Given problem
How many lines in the items below contain the string "roof"? Case counts; reply with the number alone.

Record extracts
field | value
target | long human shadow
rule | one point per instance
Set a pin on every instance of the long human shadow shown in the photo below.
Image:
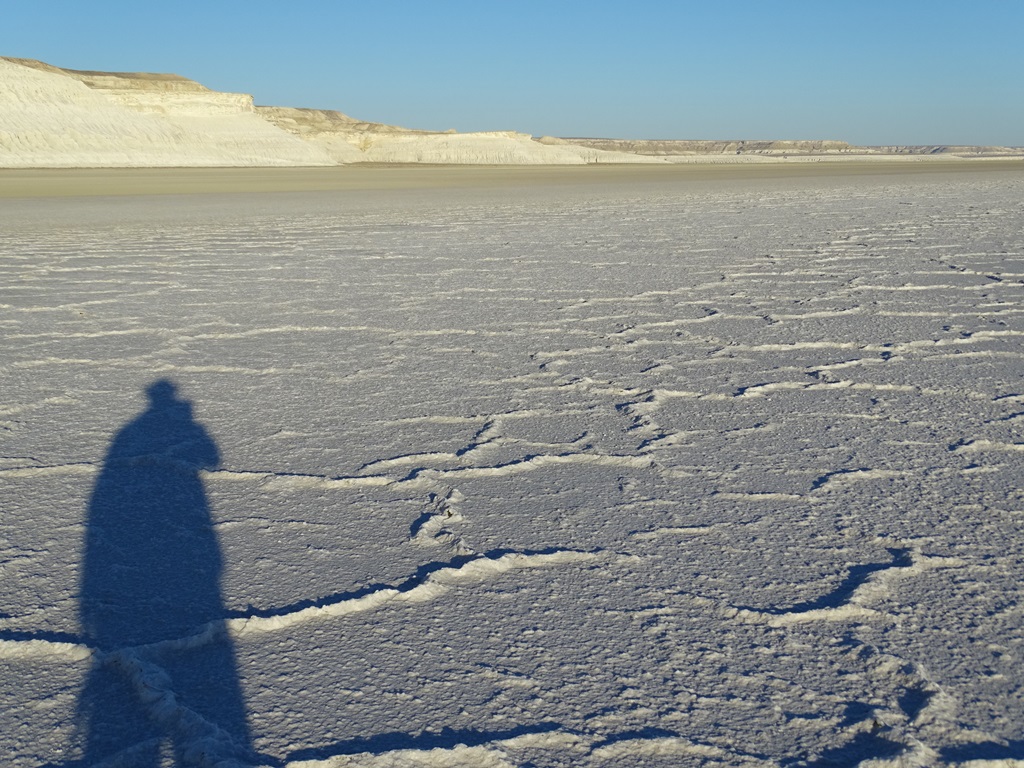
(152, 573)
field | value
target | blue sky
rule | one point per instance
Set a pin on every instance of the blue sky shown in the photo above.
(869, 72)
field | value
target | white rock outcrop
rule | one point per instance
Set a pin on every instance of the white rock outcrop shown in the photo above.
(60, 118)
(57, 119)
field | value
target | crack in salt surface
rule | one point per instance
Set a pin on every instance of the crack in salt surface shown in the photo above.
(414, 590)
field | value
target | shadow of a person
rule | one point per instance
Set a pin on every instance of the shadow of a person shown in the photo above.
(164, 684)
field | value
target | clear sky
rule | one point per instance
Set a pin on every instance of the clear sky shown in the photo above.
(896, 72)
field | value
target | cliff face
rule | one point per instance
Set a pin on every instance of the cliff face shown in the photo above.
(59, 118)
(56, 118)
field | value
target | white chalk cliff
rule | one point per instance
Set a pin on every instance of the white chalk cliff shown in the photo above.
(55, 118)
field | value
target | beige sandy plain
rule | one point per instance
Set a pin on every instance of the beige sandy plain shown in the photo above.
(91, 182)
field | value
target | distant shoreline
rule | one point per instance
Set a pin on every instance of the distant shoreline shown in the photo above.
(59, 182)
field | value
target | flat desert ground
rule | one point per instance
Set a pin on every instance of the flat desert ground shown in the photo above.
(513, 467)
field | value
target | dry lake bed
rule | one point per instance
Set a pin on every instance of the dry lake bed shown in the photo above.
(535, 468)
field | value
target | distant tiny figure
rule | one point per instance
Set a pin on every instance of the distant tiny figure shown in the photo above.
(152, 573)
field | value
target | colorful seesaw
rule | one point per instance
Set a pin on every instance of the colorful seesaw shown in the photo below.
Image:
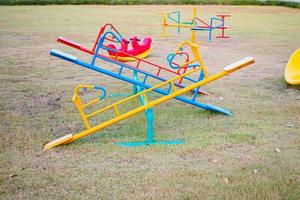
(194, 23)
(171, 89)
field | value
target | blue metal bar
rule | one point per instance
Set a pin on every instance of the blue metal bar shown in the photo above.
(74, 60)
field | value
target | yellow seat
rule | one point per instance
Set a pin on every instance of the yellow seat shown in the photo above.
(292, 70)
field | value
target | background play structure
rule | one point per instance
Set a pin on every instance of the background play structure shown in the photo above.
(194, 24)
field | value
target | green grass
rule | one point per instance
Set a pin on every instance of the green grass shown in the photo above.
(151, 2)
(224, 157)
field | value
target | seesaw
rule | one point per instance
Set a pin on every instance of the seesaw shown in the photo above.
(108, 34)
(146, 77)
(147, 106)
(292, 70)
(194, 23)
(138, 50)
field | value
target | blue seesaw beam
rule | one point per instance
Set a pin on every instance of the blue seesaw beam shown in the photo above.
(142, 84)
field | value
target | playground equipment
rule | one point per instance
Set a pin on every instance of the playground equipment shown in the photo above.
(170, 93)
(194, 23)
(138, 50)
(141, 68)
(192, 72)
(292, 70)
(109, 33)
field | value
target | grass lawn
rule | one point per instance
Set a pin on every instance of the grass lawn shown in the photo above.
(253, 154)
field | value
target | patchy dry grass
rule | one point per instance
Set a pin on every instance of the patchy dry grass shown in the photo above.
(224, 157)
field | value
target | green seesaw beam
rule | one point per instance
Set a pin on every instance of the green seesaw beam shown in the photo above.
(174, 92)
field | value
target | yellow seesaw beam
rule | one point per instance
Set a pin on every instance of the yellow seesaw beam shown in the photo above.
(227, 70)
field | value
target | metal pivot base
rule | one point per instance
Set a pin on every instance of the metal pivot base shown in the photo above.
(150, 130)
(146, 143)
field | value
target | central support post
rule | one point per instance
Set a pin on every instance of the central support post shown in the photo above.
(149, 113)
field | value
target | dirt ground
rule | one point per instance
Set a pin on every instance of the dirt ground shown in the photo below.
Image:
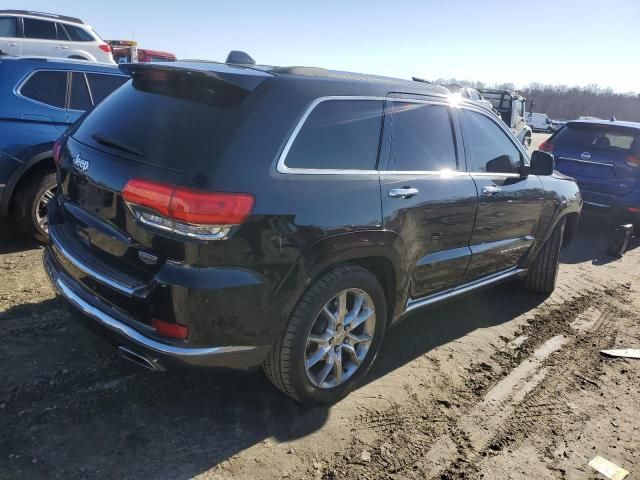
(501, 384)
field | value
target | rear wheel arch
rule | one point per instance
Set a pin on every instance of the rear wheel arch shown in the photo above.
(321, 258)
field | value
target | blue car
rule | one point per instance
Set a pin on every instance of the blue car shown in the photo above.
(604, 157)
(39, 99)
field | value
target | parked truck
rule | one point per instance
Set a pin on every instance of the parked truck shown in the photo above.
(511, 107)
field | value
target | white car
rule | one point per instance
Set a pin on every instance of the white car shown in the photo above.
(26, 33)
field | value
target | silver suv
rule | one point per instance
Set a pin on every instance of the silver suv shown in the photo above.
(30, 33)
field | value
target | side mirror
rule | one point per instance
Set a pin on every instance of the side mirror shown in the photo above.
(542, 163)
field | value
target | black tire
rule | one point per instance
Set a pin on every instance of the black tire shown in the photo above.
(27, 204)
(285, 365)
(543, 273)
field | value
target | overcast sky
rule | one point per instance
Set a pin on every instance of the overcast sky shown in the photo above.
(573, 42)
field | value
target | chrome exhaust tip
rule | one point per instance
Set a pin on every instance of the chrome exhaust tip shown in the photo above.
(137, 359)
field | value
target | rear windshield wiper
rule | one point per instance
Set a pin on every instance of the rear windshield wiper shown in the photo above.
(115, 144)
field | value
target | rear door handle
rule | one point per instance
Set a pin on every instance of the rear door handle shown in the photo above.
(404, 192)
(491, 190)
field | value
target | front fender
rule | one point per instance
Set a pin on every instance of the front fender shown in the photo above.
(33, 155)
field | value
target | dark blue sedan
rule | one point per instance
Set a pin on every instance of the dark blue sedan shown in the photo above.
(39, 99)
(604, 157)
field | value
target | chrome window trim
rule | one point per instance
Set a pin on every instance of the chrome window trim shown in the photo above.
(590, 162)
(505, 129)
(17, 90)
(281, 166)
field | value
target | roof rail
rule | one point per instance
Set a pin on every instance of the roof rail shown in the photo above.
(238, 57)
(52, 16)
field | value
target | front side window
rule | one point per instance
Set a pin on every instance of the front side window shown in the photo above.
(422, 137)
(339, 134)
(46, 87)
(80, 99)
(102, 85)
(8, 27)
(40, 29)
(488, 147)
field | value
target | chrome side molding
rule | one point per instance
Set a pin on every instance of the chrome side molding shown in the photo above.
(465, 288)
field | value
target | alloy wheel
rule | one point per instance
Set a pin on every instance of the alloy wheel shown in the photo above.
(42, 207)
(340, 338)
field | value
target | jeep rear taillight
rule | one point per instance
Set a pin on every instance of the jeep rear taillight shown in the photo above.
(184, 211)
(170, 330)
(546, 146)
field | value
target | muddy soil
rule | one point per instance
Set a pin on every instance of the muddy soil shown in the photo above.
(500, 384)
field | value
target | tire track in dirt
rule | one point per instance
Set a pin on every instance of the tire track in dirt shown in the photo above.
(500, 403)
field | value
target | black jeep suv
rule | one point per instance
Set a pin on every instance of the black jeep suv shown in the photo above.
(235, 217)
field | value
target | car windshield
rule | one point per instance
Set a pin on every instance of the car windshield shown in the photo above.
(599, 137)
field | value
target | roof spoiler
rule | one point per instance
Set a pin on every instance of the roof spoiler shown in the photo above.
(237, 77)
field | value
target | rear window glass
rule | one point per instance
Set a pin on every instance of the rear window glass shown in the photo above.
(79, 99)
(46, 87)
(422, 137)
(102, 85)
(598, 137)
(339, 134)
(160, 118)
(8, 27)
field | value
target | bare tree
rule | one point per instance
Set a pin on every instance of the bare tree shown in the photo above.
(565, 102)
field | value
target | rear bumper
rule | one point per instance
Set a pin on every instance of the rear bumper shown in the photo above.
(627, 206)
(119, 329)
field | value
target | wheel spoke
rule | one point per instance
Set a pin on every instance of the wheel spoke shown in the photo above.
(363, 317)
(337, 366)
(331, 317)
(355, 310)
(359, 338)
(318, 355)
(351, 351)
(320, 338)
(328, 366)
(342, 308)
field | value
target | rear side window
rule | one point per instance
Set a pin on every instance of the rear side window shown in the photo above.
(422, 137)
(80, 99)
(488, 147)
(102, 85)
(76, 34)
(41, 29)
(46, 87)
(339, 134)
(8, 27)
(597, 137)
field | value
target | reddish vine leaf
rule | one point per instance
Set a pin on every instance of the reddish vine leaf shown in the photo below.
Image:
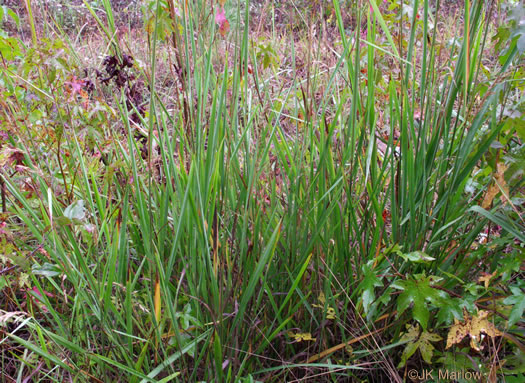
(417, 292)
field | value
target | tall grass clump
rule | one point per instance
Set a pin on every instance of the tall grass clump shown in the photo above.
(229, 231)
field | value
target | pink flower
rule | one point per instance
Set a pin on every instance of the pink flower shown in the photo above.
(220, 17)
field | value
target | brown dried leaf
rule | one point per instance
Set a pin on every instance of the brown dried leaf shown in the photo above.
(474, 327)
(499, 185)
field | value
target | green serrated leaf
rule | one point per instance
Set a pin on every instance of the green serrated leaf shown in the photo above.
(417, 292)
(368, 285)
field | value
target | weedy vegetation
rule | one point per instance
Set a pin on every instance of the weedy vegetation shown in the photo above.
(242, 191)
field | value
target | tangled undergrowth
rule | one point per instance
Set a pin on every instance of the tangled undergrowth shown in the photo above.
(262, 191)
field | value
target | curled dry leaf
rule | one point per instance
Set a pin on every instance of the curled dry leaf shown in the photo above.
(499, 185)
(474, 327)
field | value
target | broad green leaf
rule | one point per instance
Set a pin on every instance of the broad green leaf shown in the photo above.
(417, 257)
(367, 286)
(47, 270)
(417, 292)
(517, 299)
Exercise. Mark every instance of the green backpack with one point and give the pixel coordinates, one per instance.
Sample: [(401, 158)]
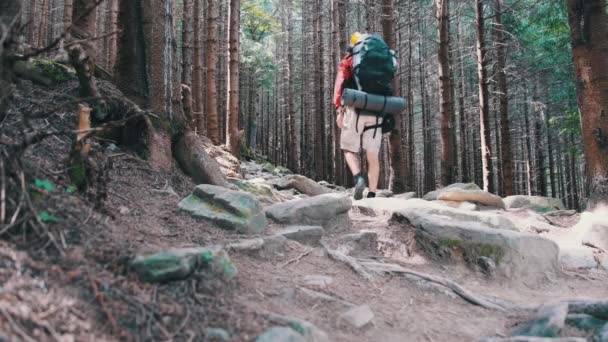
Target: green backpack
[(374, 66)]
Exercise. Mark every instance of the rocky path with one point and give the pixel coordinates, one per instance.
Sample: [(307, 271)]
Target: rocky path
[(285, 258)]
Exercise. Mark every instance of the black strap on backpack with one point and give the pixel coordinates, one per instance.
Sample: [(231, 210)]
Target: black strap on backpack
[(378, 124)]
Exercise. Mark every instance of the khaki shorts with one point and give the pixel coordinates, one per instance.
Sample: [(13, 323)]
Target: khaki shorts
[(353, 140)]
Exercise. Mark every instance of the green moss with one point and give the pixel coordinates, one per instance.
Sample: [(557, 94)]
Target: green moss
[(472, 252), (56, 72), (450, 243)]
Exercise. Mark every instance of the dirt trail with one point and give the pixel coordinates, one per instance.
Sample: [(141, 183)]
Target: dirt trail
[(405, 308), (90, 294)]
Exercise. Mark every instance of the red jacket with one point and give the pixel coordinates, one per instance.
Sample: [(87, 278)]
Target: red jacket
[(345, 72)]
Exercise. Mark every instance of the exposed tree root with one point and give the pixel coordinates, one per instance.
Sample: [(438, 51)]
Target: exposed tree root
[(350, 261), (363, 267)]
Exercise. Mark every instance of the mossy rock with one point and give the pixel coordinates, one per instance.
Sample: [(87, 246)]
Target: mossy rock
[(177, 264), (268, 167), (54, 71), (231, 210)]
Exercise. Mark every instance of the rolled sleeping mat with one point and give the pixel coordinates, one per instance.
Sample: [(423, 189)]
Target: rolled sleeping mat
[(373, 103)]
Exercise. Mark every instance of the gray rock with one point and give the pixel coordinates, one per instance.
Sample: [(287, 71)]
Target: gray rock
[(476, 196), (217, 334), (431, 196), (263, 192), (231, 210), (406, 196), (517, 255), (280, 334), (536, 203), (486, 265), (549, 322), (328, 210), (268, 246), (318, 281), (383, 206), (358, 317), (585, 322), (602, 335), (177, 264), (384, 193), (301, 183), (363, 243), (309, 235), (310, 332), (282, 171), (534, 339)]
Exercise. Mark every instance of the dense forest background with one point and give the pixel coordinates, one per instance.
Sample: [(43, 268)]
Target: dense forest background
[(267, 90)]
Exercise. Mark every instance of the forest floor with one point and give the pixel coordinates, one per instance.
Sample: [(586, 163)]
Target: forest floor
[(89, 293)]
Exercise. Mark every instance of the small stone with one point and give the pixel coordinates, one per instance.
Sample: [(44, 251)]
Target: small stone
[(232, 210), (177, 264), (318, 281), (486, 265), (325, 210), (310, 332), (585, 322), (549, 322), (217, 334), (280, 334), (406, 196), (384, 193), (358, 316), (310, 235)]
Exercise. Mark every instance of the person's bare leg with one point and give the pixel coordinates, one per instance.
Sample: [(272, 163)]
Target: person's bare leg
[(373, 170), (352, 160)]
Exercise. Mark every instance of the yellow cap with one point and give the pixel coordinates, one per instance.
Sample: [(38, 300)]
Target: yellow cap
[(354, 38)]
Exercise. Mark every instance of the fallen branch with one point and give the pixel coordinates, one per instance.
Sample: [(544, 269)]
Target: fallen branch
[(350, 261), (99, 297), (454, 287), (16, 327), (297, 259)]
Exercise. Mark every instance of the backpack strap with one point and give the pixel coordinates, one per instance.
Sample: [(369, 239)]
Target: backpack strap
[(378, 124)]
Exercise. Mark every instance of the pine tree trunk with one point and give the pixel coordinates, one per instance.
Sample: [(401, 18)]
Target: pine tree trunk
[(503, 98), (113, 25), (67, 13), (211, 83), (551, 156), (526, 131), (83, 55), (187, 51), (291, 115), (573, 176), (43, 23), (232, 115), (589, 38), (411, 180), (484, 108), (446, 94), (198, 119)]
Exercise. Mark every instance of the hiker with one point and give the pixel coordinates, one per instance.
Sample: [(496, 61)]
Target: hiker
[(368, 66)]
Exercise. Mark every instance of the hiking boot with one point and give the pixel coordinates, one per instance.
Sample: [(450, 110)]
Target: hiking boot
[(359, 187)]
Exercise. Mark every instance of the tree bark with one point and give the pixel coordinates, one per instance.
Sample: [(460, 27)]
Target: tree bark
[(589, 39), (446, 93), (398, 175), (232, 114), (484, 110), (292, 159), (83, 55), (211, 86), (503, 100), (198, 119)]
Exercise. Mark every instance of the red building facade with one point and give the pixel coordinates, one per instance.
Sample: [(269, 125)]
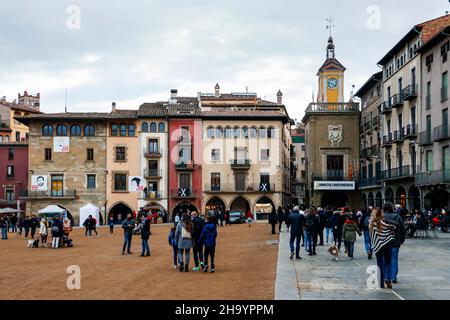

Task response
4